Data excerpts:
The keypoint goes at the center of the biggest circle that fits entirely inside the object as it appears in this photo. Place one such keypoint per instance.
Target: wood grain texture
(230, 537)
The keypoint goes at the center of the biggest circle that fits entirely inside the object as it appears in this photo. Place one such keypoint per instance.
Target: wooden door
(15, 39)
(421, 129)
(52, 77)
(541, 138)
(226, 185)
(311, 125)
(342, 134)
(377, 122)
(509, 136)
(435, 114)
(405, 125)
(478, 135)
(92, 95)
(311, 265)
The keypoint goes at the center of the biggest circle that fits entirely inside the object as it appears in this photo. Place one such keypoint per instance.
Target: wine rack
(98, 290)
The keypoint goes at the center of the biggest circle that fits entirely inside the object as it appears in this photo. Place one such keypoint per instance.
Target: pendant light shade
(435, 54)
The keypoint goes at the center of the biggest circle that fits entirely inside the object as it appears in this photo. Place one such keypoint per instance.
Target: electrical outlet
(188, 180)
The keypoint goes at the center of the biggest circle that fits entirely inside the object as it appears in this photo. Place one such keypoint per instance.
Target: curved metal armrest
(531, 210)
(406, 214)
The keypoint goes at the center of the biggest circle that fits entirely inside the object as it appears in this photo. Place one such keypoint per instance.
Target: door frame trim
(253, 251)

• Task item
All of the data above should be written out again word for word.

• Task output
The keypoint goes at the center of the biggest circle that fits entirely inside the object as it appears in this photo. Place one such keypoint per instance.
Target: wood grain texture
(230, 537)
The keypoint goes at the center of the biggest circle that fits entirely inside the object as it appears in this photo. Place one such keypoint per instance.
Target: wooden door
(15, 39)
(421, 129)
(52, 77)
(541, 138)
(226, 185)
(311, 125)
(342, 134)
(377, 122)
(509, 136)
(435, 114)
(405, 125)
(478, 135)
(92, 95)
(311, 265)
The keypoint goes at the center of the biggest circle that fits entirely inside the object as it appears in this photo. Place one such keypoint per instance.
Target: wine rack
(98, 290)
The keypoint goes at the center of the biggest circle that fits entirely inside the object as it appears in this photo. Place one such keypoint per instance.
Target: pendant light shade
(435, 54)
The keypoint goes at the center of the biggest circle that fits entirely inside the object as it appears in this photo. Place one such keypoint per instance.
Target: electrical outlet
(188, 180)
The keypoint goes at the center of the biggest circle that fits entirely inside the object as it appears in this photo. Place one such keypoint per instance.
Target: curved metal armrest
(531, 210)
(406, 214)
The keypoint goes at the center of the biggest circle that fits entirely inside the object as it appears in this photo. Place one such keypoint per instance.
Target: door frame trim
(253, 251)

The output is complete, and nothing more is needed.